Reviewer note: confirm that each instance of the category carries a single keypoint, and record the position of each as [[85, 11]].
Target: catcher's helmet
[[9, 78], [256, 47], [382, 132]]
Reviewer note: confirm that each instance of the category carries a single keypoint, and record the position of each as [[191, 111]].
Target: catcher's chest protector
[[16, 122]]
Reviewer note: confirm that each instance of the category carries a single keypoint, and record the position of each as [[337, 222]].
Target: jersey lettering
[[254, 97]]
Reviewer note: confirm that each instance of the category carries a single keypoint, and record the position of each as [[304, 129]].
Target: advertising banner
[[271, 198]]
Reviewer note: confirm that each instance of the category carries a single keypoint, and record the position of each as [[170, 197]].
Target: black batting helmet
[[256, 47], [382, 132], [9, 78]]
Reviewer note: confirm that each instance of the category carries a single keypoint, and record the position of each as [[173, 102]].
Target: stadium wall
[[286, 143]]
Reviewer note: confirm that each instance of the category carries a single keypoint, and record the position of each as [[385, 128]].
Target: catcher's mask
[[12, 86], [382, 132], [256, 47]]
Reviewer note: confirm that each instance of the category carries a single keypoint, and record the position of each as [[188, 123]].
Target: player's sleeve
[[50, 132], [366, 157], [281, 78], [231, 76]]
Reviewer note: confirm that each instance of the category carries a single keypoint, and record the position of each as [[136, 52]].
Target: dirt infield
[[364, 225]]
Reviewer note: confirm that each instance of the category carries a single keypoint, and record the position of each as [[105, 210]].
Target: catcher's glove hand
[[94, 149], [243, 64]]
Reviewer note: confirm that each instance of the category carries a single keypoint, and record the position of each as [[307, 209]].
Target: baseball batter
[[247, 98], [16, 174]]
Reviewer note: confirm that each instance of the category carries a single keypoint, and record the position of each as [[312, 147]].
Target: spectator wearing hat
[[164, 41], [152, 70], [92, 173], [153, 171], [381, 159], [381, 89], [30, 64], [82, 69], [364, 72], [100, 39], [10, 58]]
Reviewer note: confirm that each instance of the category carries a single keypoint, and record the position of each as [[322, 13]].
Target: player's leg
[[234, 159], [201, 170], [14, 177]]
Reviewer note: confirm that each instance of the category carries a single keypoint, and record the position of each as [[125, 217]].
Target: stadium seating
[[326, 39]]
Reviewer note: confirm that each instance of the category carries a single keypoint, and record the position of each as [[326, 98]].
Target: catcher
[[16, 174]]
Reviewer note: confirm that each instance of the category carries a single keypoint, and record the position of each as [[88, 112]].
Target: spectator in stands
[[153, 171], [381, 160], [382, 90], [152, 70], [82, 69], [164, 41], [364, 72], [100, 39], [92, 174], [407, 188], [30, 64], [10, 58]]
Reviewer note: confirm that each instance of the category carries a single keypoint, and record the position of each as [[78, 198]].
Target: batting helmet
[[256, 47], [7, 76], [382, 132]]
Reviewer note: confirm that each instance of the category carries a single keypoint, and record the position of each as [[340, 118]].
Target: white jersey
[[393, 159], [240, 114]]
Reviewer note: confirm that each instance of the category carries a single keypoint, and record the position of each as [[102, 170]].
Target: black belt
#####
Begin with the line that contains "as [[78, 198]]." and set down each line exactly until the records above end, including the final line.

__RESULT FOR THIS EXERCISE__:
Reviewer note: confirm that each instance of the category carries a single keypoint, and record the position of each as [[78, 198]].
Target: batting helmet
[[256, 47], [7, 76], [382, 132]]
Reviewer note: confirm that each instance of the category carries a single keypoint, and record the position of each as [[340, 118]].
Target: white jersey
[[393, 159], [240, 114]]
Reviewer note: confirm that each instance of the category carries a single keypoint, and record the position of each as [[102, 170]].
Target: black belt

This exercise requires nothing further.